= JOB =
Extract, exactly as written, all lines of the material below from the line that includes "For every instance of the white stamen" through its last line.

(Location labeling records)
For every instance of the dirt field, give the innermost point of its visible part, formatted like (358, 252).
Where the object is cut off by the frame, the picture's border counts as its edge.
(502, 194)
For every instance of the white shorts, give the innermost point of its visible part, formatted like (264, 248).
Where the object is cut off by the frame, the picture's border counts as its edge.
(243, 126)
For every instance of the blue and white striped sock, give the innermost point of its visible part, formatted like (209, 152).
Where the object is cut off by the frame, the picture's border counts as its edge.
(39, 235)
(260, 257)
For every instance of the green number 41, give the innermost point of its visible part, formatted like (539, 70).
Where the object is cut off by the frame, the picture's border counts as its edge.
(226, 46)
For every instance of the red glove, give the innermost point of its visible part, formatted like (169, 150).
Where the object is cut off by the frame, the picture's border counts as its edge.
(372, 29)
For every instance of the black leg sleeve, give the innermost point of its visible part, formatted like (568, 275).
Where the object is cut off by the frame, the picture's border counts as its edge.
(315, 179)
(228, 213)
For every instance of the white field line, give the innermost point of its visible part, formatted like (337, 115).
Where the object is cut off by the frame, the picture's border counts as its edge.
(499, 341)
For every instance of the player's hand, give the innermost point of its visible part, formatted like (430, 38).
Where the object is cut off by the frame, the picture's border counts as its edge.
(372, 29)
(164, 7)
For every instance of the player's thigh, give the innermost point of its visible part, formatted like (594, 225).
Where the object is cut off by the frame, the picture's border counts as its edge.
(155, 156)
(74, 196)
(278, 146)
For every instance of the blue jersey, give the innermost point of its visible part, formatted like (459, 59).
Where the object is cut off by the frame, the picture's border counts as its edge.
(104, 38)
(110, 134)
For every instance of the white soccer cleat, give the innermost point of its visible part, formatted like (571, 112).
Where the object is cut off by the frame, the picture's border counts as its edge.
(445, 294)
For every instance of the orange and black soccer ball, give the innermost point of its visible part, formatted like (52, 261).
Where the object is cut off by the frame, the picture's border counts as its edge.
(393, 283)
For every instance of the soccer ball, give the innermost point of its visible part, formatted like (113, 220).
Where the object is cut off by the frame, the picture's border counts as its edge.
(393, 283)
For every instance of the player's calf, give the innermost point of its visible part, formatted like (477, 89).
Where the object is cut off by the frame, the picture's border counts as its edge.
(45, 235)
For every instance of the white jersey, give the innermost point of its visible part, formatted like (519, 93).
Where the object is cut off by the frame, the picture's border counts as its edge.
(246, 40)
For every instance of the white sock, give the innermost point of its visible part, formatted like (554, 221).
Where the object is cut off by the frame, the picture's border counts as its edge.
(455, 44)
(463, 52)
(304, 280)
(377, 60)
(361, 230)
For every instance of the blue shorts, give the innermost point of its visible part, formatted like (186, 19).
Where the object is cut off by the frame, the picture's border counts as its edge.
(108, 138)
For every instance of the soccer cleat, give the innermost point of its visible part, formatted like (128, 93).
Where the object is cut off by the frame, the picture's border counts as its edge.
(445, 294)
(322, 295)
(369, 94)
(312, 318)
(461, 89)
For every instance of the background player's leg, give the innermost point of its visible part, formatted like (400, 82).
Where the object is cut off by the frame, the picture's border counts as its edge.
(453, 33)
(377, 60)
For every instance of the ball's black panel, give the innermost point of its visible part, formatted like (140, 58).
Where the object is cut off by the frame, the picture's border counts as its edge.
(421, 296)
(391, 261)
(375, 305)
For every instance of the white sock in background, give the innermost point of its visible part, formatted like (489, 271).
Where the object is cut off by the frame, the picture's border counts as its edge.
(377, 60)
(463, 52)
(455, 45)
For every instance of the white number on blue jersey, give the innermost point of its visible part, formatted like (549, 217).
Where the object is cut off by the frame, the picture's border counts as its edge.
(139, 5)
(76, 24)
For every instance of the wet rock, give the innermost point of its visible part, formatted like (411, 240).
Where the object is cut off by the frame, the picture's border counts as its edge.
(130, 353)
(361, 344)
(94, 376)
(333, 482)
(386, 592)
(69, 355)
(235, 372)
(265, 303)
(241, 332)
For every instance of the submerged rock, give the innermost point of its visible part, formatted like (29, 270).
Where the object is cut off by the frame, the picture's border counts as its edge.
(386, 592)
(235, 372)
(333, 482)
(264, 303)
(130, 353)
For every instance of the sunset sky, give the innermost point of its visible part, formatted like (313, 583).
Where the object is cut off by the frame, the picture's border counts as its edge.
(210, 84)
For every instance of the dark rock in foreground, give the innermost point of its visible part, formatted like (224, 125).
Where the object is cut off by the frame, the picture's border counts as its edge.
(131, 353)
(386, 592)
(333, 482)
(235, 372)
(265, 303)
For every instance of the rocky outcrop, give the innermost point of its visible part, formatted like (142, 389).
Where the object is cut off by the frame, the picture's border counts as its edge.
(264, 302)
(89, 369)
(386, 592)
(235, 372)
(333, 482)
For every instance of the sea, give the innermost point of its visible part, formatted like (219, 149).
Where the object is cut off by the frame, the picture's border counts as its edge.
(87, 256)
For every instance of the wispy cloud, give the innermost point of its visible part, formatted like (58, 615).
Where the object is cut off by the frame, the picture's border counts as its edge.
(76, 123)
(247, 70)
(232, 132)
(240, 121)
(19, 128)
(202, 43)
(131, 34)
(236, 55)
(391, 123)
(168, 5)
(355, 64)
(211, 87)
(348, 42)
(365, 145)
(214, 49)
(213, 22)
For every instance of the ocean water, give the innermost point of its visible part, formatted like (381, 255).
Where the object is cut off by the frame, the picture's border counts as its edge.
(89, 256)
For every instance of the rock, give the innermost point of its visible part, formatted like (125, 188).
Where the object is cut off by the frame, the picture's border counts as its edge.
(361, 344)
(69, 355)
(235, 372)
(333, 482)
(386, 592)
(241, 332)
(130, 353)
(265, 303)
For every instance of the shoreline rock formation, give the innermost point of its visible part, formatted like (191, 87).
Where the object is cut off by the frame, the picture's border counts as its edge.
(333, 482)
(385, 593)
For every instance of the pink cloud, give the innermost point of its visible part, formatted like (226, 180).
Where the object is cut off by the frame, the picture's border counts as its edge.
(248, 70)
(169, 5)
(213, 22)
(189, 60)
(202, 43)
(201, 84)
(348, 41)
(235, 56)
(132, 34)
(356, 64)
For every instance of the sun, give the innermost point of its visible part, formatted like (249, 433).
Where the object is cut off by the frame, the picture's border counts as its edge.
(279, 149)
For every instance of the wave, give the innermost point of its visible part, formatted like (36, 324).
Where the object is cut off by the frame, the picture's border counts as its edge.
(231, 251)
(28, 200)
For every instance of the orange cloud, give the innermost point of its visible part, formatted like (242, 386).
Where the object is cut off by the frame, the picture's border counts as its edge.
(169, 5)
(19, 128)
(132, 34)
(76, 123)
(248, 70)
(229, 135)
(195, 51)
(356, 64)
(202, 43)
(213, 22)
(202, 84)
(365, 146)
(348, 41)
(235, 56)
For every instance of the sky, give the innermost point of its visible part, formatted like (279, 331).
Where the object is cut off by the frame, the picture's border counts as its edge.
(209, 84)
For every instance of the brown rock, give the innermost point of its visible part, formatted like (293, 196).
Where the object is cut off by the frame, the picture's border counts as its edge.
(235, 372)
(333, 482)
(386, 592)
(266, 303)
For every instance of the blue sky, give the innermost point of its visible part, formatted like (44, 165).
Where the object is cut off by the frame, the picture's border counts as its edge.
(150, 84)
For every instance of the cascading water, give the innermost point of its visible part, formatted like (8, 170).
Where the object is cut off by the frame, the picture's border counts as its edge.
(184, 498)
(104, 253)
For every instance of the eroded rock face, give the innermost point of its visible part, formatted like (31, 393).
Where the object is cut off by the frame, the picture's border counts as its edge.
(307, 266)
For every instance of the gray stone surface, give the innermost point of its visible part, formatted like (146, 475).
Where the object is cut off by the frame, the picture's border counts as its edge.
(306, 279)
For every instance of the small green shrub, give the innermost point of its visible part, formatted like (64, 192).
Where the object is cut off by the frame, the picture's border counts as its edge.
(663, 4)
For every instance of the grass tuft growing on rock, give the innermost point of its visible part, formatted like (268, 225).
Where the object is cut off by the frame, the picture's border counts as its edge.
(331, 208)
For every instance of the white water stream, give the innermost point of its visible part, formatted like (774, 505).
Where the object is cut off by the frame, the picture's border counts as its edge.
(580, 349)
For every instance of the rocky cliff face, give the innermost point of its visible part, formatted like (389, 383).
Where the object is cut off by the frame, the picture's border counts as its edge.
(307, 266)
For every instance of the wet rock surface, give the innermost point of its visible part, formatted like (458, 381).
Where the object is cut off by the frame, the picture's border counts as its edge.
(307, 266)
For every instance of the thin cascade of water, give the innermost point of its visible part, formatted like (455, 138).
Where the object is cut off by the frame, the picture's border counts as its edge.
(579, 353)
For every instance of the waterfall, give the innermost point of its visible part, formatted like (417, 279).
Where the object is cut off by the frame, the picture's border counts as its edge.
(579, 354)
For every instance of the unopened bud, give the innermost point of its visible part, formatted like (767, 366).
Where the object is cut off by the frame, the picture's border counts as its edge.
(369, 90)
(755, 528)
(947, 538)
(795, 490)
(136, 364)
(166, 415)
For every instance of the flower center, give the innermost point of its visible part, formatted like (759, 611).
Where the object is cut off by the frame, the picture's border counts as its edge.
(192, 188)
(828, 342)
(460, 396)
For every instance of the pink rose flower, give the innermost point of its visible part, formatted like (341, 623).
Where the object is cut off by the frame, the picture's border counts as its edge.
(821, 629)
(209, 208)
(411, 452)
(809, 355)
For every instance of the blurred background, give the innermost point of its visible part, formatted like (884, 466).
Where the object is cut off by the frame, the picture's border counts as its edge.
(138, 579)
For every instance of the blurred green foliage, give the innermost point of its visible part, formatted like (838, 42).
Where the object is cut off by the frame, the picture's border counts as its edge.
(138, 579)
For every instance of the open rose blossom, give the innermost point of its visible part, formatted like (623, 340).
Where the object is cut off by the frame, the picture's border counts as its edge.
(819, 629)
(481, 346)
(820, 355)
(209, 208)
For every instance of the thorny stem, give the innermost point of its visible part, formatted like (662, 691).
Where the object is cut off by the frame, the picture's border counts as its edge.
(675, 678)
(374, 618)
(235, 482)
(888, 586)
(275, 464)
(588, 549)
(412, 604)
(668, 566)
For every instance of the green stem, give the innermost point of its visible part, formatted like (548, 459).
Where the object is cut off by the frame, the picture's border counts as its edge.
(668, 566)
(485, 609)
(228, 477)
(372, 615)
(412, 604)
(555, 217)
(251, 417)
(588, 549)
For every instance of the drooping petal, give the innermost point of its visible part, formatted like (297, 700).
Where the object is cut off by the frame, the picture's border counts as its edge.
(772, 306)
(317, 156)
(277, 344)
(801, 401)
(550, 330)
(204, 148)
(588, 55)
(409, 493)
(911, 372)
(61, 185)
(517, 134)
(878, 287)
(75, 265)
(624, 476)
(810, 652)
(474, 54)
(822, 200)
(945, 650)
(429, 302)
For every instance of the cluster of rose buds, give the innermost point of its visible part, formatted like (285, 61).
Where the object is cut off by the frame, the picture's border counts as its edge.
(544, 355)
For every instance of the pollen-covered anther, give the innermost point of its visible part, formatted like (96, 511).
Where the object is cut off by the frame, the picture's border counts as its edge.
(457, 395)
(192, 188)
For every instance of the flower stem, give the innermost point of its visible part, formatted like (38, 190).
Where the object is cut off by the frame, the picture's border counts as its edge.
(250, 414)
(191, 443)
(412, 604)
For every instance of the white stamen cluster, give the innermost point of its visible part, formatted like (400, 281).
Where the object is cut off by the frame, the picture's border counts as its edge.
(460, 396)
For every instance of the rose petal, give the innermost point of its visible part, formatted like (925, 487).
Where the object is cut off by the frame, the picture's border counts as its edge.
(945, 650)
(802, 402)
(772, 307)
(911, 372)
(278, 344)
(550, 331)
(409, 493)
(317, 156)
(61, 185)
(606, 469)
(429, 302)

= REPLY =
For every instance of the white stamen cluster, give the innermost point of its visible part, formatted like (400, 281).
Where the object is cut off by the frame, the picture's border counts as its edge.
(460, 396)
For every instance of the rose petal, give the innermost point of its visible part, formatted like (925, 487).
Where the object is cut off by the frame, the picture's border counts as its edge.
(945, 650)
(802, 402)
(772, 307)
(911, 372)
(278, 344)
(550, 331)
(409, 493)
(317, 156)
(61, 185)
(606, 469)
(429, 302)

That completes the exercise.